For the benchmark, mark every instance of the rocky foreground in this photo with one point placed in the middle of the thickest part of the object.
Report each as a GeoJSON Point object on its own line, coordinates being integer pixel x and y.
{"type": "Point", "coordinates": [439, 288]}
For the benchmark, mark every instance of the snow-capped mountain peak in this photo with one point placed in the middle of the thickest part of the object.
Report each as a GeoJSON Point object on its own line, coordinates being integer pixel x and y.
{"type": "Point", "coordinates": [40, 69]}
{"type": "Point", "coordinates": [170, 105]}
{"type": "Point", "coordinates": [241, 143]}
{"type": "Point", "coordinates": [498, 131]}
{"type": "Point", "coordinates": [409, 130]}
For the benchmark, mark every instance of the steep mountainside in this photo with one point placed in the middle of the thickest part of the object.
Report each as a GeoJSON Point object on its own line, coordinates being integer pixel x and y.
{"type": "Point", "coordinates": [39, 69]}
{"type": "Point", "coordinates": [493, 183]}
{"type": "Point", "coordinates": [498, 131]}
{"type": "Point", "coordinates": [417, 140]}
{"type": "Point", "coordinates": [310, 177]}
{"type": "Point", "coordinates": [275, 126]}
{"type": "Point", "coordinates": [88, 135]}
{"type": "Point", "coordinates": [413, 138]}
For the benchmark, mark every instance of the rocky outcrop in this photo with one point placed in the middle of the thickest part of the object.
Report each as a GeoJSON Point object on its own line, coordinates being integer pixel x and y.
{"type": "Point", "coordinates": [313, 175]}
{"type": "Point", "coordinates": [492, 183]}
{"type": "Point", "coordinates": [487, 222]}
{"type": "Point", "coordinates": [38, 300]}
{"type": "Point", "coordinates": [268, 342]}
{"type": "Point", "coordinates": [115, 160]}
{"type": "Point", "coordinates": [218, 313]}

◆ Job:
Copy all of the rows above word for word, with nothing changed.

◆ Response below:
For the benchmark, mark every instance of the rocky foreground in this photo with one point placed in the middle of the thickest part of the object.
Report each as a GeoJSON Point object on its own line, coordinates being integer pixel x and y.
{"type": "Point", "coordinates": [439, 288]}
For the benchmark, mark every instance of the snow-capped mountain peak in this photo with one point placed in the middle of the thickest part of the object.
Report each as a GeoJSON Point object on its own line, coordinates being integer pixel x and y.
{"type": "Point", "coordinates": [40, 69]}
{"type": "Point", "coordinates": [170, 105]}
{"type": "Point", "coordinates": [241, 143]}
{"type": "Point", "coordinates": [498, 131]}
{"type": "Point", "coordinates": [409, 130]}
For the benchmark, mark every instance of the steep mountainside in this photo with one point placed in the middle of the thickest part of the object.
Report each as a GeoJSON Point object on its own line, coordinates being integer pixel x and y.
{"type": "Point", "coordinates": [39, 69]}
{"type": "Point", "coordinates": [493, 183]}
{"type": "Point", "coordinates": [498, 131]}
{"type": "Point", "coordinates": [417, 140]}
{"type": "Point", "coordinates": [310, 177]}
{"type": "Point", "coordinates": [275, 126]}
{"type": "Point", "coordinates": [88, 135]}
{"type": "Point", "coordinates": [413, 138]}
For the benchmark, mark every instance of the rocky outcrop in this photo with one point placed in the middle of the thickest part of the object.
Report each as a GeoJSON Point object on its own line, coordinates being integer pixel x and y.
{"type": "Point", "coordinates": [313, 175]}
{"type": "Point", "coordinates": [492, 183]}
{"type": "Point", "coordinates": [487, 222]}
{"type": "Point", "coordinates": [38, 300]}
{"type": "Point", "coordinates": [268, 342]}
{"type": "Point", "coordinates": [115, 160]}
{"type": "Point", "coordinates": [218, 313]}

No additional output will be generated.